Закон прикоснется к человеку только тогда, когда намерение его перейдет в злое дело.
Я объясню это на примере.
Предположим, что я получаю телеграмму, в которой написано, что мой управляющий застраховал какую-либо мою постройку. Пользуясь удобным случаем, я сжигаю ее. А через полчаса получаю письмо, из которого вижу, что в телеграмму вкралась ошибка и управляющий сообщал, что он не успел застраховать постройку…
Я, несомненно, обнаружил злое намерение; я сжег постройку с преступной целью; но обстоятельства помешали этой цели осуществиться, и никто меня пальцем не тронет. Только тогда, когда я затрагиваю чужие интересы, – только тогда совершаю я преступление.
Что же мы встречаем здесь?
Обвинительный акт начинается – и следствие ничего против этого не возражает – с того, что человек с корыстной целью поджег склад, хотя страховой полис за 2 часа до пожара потерял свою силу.
Налицо был незастрахованный склад, уничтожением которого убыток мог быть нанесен только карману самого Горнштейна.
Все это чувствуют и прекрасно сознают, а поэтому представляют всевозможные доводы, чтобы доказать, что все-таки Горнштейн сделал зло другому.
Пытаются применить к нему ст. 1612 Уложения о наказаниях, основываясь на единственном факте – выдаче в некоторых случаях вознаграждения в течение трех дней по окончании срока страховки.
Но припомните, что агенты общества говорят: выдаем, когда хотим… Это уже – не право на вознаграждение, это – милость…
Поджигатели такого рода похожи на матерей, уродующих своих детей в надежде получить побольше милостыни…
Я понимаю дилемму: я поджигаю – мне должны заплатить. Но здесь платить никто не был должен, здесь можно было рассчитывать только на подачку. Прошу вас обратить внимание на эту особенность, имеющую для подсудимого огромное значение.

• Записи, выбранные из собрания
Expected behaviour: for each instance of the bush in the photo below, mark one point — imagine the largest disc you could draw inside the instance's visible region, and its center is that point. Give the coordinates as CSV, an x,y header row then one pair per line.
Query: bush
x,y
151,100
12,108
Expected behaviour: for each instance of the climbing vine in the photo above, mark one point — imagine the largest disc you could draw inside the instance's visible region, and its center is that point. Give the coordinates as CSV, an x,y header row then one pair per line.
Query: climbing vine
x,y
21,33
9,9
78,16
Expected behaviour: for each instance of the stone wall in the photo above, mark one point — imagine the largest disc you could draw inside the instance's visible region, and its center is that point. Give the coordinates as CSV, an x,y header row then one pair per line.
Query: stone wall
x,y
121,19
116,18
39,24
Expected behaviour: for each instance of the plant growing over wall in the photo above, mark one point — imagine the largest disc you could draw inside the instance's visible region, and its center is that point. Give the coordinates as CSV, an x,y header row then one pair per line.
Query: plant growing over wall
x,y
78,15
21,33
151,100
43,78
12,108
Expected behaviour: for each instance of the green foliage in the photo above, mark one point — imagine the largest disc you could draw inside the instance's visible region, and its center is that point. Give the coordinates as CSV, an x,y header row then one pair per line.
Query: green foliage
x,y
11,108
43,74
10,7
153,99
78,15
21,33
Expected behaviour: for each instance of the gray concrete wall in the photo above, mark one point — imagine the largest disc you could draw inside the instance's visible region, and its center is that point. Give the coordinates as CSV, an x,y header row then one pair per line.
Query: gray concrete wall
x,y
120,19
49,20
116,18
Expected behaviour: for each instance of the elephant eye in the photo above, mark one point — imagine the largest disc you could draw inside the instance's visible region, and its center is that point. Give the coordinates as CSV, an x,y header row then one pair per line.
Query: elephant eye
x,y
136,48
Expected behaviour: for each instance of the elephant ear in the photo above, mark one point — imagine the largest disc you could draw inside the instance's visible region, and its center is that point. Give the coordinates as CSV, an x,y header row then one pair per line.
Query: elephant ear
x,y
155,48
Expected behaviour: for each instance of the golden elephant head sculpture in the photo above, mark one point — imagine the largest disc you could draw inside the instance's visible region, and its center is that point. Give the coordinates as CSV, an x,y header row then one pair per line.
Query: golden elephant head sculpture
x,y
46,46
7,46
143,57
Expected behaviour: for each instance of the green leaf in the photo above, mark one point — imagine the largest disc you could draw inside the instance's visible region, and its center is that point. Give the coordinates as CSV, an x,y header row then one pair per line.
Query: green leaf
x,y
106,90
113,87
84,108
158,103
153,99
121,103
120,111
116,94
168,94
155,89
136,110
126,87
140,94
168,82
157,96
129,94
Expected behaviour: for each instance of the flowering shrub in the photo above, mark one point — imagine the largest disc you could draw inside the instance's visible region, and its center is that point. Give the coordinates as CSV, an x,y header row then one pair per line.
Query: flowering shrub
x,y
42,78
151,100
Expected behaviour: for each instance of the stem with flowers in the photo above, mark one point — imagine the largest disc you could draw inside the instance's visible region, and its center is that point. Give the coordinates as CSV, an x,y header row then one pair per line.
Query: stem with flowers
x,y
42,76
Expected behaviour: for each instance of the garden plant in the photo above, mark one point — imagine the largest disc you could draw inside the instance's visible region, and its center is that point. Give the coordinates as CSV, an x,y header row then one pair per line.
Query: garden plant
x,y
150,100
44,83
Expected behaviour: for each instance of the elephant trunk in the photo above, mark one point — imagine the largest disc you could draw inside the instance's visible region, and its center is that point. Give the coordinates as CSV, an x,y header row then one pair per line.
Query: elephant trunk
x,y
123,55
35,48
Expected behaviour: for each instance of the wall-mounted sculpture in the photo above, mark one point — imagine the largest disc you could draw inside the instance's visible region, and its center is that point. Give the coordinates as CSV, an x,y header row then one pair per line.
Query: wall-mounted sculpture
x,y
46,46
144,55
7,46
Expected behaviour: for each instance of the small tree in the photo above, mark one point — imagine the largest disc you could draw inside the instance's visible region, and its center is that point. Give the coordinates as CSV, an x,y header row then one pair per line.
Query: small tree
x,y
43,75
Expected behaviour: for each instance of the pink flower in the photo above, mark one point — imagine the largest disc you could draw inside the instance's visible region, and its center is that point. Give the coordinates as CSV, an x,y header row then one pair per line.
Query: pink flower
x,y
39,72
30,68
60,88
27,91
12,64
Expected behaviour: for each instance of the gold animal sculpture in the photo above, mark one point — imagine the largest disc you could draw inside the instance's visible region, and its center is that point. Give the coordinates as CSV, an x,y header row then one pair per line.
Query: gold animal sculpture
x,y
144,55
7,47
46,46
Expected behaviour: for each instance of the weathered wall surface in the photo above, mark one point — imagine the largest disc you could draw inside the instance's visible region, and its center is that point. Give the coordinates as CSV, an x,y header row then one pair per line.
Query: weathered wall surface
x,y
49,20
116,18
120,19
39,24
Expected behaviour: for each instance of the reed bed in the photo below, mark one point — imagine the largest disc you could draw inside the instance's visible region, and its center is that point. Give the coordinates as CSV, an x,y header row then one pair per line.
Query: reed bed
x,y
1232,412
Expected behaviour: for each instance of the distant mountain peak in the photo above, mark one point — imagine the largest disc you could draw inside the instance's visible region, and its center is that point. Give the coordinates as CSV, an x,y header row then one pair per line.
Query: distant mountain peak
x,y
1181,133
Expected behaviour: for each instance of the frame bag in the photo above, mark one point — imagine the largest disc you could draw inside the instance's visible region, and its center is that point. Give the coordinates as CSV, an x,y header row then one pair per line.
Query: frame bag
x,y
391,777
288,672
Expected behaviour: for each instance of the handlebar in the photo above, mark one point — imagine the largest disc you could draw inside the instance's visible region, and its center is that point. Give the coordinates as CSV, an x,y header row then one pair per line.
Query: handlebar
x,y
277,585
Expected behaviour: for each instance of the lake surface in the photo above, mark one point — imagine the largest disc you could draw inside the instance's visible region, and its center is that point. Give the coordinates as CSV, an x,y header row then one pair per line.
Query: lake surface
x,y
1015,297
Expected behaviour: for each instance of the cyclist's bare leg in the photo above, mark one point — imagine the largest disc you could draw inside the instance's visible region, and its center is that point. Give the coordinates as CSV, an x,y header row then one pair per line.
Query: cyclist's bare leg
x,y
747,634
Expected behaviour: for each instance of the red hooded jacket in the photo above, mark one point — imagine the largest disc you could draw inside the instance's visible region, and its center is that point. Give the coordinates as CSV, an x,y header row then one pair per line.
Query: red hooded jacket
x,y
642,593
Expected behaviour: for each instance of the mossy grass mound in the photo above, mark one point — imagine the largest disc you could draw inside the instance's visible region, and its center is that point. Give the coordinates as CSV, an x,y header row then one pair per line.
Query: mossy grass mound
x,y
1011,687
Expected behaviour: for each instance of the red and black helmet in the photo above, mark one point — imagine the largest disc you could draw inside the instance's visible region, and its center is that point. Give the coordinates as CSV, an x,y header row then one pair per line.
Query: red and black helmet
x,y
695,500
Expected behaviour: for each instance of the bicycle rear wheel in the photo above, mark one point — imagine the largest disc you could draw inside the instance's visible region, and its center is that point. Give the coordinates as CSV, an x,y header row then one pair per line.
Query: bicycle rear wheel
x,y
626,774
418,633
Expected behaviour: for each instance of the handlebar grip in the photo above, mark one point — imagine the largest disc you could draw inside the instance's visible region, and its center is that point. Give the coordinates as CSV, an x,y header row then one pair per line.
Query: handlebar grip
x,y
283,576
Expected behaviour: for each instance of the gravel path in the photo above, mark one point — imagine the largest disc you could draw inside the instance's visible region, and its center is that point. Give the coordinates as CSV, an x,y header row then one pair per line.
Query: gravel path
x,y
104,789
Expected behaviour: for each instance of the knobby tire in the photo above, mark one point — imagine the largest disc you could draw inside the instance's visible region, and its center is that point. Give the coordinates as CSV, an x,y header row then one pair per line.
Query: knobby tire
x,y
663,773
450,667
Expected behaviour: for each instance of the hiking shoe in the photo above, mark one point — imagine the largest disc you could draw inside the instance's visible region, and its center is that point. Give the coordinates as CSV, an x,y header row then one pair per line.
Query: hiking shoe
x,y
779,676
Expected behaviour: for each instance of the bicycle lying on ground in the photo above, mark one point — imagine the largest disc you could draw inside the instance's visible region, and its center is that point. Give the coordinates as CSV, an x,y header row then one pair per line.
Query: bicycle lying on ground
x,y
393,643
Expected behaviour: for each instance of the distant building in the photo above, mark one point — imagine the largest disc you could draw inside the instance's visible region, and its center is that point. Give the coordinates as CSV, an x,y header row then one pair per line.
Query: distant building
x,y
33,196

• Задание
Ответьте на вопросы по тексту о поджоге склада.
(a) За сколько часов до пожара страховой полис потерял свою силу?
(b) Какую статью Уложения о наказаниях пытаются применить к Горнштейну?
(c) В течение скольких дней по окончании срока страховки в некоторых случаях выдавалось вознаграждение?

• Решение задания
(a) За 2 часа до пожара.
(b) Статью 1612.
(c) В течение трех дней.